Part of a data file:
┌──
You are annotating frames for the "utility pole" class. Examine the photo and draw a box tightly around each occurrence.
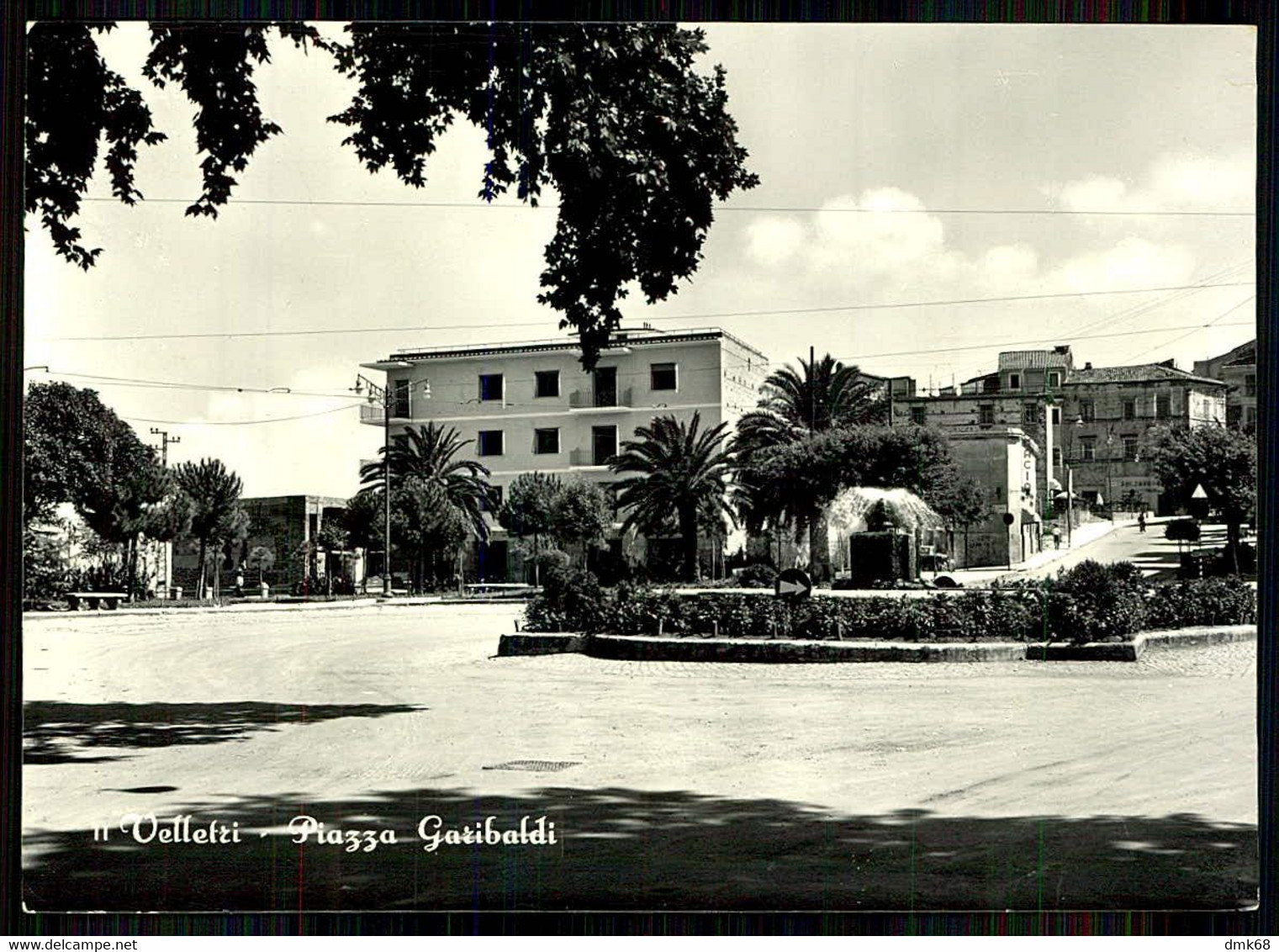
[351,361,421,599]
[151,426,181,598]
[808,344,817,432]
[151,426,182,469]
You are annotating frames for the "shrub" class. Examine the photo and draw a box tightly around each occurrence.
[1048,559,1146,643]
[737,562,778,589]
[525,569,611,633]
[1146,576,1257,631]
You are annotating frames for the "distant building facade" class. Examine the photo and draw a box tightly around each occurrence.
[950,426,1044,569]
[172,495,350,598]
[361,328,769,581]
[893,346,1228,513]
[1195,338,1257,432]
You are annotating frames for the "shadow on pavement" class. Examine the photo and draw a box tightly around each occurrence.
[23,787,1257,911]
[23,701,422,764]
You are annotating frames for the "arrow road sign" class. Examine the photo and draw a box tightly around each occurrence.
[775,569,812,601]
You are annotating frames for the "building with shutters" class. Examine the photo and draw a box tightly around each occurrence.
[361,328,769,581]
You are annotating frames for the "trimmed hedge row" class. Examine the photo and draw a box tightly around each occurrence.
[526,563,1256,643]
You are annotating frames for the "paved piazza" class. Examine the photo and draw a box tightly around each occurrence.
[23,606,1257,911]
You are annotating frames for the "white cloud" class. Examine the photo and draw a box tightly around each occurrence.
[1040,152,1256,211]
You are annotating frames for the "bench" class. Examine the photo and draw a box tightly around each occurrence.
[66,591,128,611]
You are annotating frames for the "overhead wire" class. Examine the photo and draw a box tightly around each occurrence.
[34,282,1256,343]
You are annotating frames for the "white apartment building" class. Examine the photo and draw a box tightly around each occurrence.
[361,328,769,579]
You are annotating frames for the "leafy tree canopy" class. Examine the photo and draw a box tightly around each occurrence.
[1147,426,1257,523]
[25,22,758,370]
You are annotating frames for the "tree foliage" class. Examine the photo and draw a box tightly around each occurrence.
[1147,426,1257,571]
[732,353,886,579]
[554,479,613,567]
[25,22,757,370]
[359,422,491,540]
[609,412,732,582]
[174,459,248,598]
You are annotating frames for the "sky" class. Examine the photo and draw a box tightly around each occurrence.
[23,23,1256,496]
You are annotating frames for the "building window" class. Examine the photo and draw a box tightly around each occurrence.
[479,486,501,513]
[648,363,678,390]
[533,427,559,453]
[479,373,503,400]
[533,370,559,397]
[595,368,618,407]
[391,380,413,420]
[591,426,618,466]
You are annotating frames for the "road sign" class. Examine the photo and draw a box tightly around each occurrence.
└──
_DIRECTIONS FOR THIS TASK_
Reproduce all of the records above word for word, but leave the picture out of your answer.

_CORRECT ANSWER_
You are annotating frames for the "utility pole" class. Examine the photo and draw a box tightly around each occurrence.
[351,361,421,599]
[151,426,181,598]
[808,344,817,432]
[151,426,182,469]
You are annotating frames for the "shrub" class. Examine the photo and draw a box tightly around each occurrence.
[1048,559,1146,643]
[737,562,778,589]
[525,569,611,633]
[1146,576,1257,631]
You are annotating frames for the "distant building facade" class. Examine the photo and draw a box tightly around each occurrence.
[950,426,1044,569]
[172,495,350,598]
[361,328,769,581]
[893,346,1228,513]
[1195,338,1257,432]
You are annotating frames for the "shadow on pavement" class. Examine the photo and draw a box tightly around each occurrence.
[23,787,1257,911]
[23,701,422,764]
You are annotating frames for the "arrow road sign" class. Examine the photo and draw a box tightly around each occurrence.
[775,569,812,601]
You are annotating frames for the "building with shutters" class. Examine the photo and draw a box tightly around each occurrence.
[361,328,769,581]
You are annotating frames for the "trimmed hedge row" class. Examine the photo and draw a box tightly around each occurrence.
[526,563,1256,643]
You are annotating frames for the "paved piazza" class. Examine the photo and draw a box tightly around each occurrence.
[23,606,1257,911]
You are annotating frames for the "white cloud" class. Examine the photo and draw a box tightly around each occurrence.
[1040,152,1256,211]
You are annotating frames for the "bench" class. Examine the photo and draw a box tightly around each occurrence.
[66,591,128,611]
You are annotating frames for the "overhead wire" class. Examine the photo and draw a box tightly around each occurrence.
[34,282,1256,343]
You are annotating frames for the "white apartment building" class. Examine the photo and draw a box tightly around each occurrence.
[361,328,769,579]
You are annotating frames for the "leafy tree canopy" class. Examine the photo and draw a box tightly around each occurrence.
[1147,426,1257,523]
[25,22,758,370]
You are annotating frames for the "tree foliage" class. Examine the photo and draw a box tightly around each occurrence.
[1147,426,1257,571]
[732,353,886,579]
[554,479,613,567]
[25,22,757,370]
[359,422,491,540]
[609,412,732,582]
[174,459,248,598]
You are annotating frames for the "sky" class. Examine the photo and draw a box tightly around each occurrence.
[23,23,1256,496]
You are annotating frames for the "building window" class. Examine the photo and draw a box tightly around each occurrence.
[479,486,501,513]
[648,363,678,390]
[533,427,559,453]
[479,373,503,400]
[533,370,559,397]
[595,368,618,407]
[391,380,413,420]
[591,426,618,466]
You are annotating frames for the "road sign" class. Examine the photo and draw a box tightly around each occurrence.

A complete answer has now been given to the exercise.